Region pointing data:
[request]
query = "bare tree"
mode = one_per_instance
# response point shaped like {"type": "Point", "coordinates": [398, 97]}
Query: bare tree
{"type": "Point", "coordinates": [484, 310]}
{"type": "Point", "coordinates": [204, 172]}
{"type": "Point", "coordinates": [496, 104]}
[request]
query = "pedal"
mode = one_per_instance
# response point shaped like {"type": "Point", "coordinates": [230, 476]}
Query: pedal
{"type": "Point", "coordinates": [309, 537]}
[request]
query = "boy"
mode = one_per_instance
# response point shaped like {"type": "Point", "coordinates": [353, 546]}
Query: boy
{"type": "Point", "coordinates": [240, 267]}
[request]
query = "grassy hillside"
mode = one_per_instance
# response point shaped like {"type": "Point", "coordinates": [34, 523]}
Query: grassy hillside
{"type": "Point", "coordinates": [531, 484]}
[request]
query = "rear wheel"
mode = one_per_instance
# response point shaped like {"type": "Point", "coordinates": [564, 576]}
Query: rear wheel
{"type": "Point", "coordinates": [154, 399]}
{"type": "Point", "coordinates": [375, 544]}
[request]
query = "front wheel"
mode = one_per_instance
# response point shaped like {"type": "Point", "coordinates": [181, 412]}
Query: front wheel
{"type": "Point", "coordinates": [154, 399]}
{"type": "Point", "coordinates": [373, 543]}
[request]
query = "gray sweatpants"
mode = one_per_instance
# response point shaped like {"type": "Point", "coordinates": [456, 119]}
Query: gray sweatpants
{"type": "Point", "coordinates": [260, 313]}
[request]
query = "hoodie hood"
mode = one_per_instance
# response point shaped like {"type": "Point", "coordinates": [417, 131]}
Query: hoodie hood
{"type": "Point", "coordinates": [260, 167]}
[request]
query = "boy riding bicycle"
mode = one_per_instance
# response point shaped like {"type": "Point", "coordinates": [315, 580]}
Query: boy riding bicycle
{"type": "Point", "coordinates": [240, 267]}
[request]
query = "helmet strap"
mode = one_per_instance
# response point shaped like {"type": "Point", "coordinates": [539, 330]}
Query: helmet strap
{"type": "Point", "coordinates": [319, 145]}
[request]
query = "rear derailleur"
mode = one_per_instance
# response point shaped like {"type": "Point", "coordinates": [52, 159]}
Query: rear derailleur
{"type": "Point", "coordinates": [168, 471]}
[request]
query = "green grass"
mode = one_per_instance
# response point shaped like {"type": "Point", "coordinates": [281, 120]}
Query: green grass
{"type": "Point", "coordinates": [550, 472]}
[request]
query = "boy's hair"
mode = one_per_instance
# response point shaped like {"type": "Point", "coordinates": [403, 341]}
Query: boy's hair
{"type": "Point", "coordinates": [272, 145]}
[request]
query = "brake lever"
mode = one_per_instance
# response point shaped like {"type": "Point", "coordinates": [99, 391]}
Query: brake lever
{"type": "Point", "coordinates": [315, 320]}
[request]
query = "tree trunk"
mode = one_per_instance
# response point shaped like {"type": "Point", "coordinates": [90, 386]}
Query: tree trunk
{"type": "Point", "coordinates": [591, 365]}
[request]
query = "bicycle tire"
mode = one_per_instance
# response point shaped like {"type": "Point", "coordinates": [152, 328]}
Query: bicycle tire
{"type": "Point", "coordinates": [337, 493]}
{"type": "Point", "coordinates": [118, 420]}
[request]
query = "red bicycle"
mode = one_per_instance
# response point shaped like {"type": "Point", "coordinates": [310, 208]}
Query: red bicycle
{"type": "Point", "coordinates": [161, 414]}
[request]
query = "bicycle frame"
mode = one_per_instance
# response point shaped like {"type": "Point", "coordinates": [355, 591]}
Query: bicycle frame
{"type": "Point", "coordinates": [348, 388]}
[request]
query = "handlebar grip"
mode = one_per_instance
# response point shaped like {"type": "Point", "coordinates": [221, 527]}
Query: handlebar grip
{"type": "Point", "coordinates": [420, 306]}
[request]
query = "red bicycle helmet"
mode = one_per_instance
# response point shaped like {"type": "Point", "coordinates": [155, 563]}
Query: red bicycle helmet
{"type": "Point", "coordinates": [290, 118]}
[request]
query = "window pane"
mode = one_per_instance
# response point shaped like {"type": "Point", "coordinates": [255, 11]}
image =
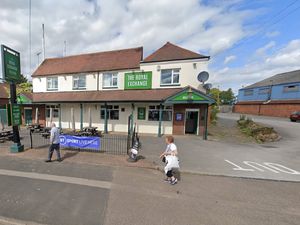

What the task requires:
Each entry should appear again exactly as written, pictures excluded.

Answer to this problem:
[request]
query = "bare tree"
mode = one_per_instance
# response point shaped like {"type": "Point", "coordinates": [398, 97]}
Query: bare tree
{"type": "Point", "coordinates": [484, 310]}
{"type": "Point", "coordinates": [204, 172]}
{"type": "Point", "coordinates": [496, 104]}
[request]
query = "pedal"
mode = one_per_instance
# response point shaped like {"type": "Point", "coordinates": [230, 476]}
Query: pedal
{"type": "Point", "coordinates": [309, 537]}
[request]
query = "boy"
mode = one_per_instance
# response point shaped like {"type": "Point", "coordinates": [353, 546]}
Query: boy
{"type": "Point", "coordinates": [240, 267]}
[request]
query = "grassy hillside"
mode = one_per_instance
# response point shaped like {"type": "Point", "coordinates": [34, 523]}
Query: grassy hillside
{"type": "Point", "coordinates": [531, 484]}
[request]
query = "rear wheel"
mode = one_per_instance
# response point shaped like {"type": "Point", "coordinates": [564, 576]}
Query: rear wheel
{"type": "Point", "coordinates": [154, 399]}
{"type": "Point", "coordinates": [375, 544]}
[request]
query = "front wheel"
mode = one_per_instance
# response point shaped like {"type": "Point", "coordinates": [181, 412]}
Query: front wheel
{"type": "Point", "coordinates": [154, 399]}
{"type": "Point", "coordinates": [373, 543]}
[request]
query = "gray sweatpants"
mode = one_per_instance
# response point shaped like {"type": "Point", "coordinates": [456, 119]}
Query: gray sweatpants
{"type": "Point", "coordinates": [260, 313]}
[request]
query = "hoodie hood"
mode = one_per_instance
# response point shaped like {"type": "Point", "coordinates": [417, 131]}
Query: hoodie hood
{"type": "Point", "coordinates": [260, 167]}
[request]
query = "boy riding bicycle"
mode = one_per_instance
# response point shaped like {"type": "Point", "coordinates": [315, 580]}
Query: boy riding bicycle
{"type": "Point", "coordinates": [240, 267]}
[request]
query = "helmet strap"
mode = one_per_instance
# response point shaped like {"type": "Point", "coordinates": [539, 330]}
Query: helmet strap
{"type": "Point", "coordinates": [319, 145]}
[request]
query = "rear derailleur"
mode = one_per_instance
# response point shaped like {"type": "Point", "coordinates": [52, 159]}
Query: rear derailleur
{"type": "Point", "coordinates": [168, 471]}
[request]
query = "green grass"
mode = one_per_instance
# response point shaped like {"type": "Point", "coordinates": [281, 120]}
Query: green grass
{"type": "Point", "coordinates": [550, 472]}
[request]
query = "boy's hair"
mode = one_per_instance
# response point shaped like {"type": "Point", "coordinates": [403, 341]}
Query: boy's hair
{"type": "Point", "coordinates": [272, 145]}
[request]
query = "brake lever"
mode = one_per_instance
# response point shaped like {"type": "Point", "coordinates": [99, 391]}
Query: brake lever
{"type": "Point", "coordinates": [315, 320]}
[request]
query = "tree trunk"
mode = one_per_instance
# response point shaped like {"type": "Point", "coordinates": [90, 386]}
Query: tree trunk
{"type": "Point", "coordinates": [591, 365]}
[request]
query = "bicycle tire"
mode = one_per_instance
# response point shaped like {"type": "Point", "coordinates": [152, 328]}
Query: bicycle tire
{"type": "Point", "coordinates": [337, 493]}
{"type": "Point", "coordinates": [118, 420]}
[request]
query = "red bicycle"
mode = one_per_instance
# response point shaped like {"type": "Point", "coordinates": [310, 208]}
Query: red bicycle
{"type": "Point", "coordinates": [161, 414]}
[request]
query = "bicycle frame"
mode = one_per_instance
# response point shaped like {"type": "Point", "coordinates": [355, 591]}
Query: bicycle frame
{"type": "Point", "coordinates": [348, 388]}
[request]
query = "handlebar grip"
mode = one_per_instance
# response point shaped like {"type": "Point", "coordinates": [221, 527]}
Query: handlebar grip
{"type": "Point", "coordinates": [420, 306]}
[request]
query = "red bicycle helmet"
mode = one_per_instance
# response point shaped like {"type": "Point", "coordinates": [155, 563]}
Query: red bicycle helmet
{"type": "Point", "coordinates": [290, 118]}
[request]
query = "window pane"
mode = one_per_instance
# response point shaped like {"type": "Point", "coordinates": [255, 11]}
image =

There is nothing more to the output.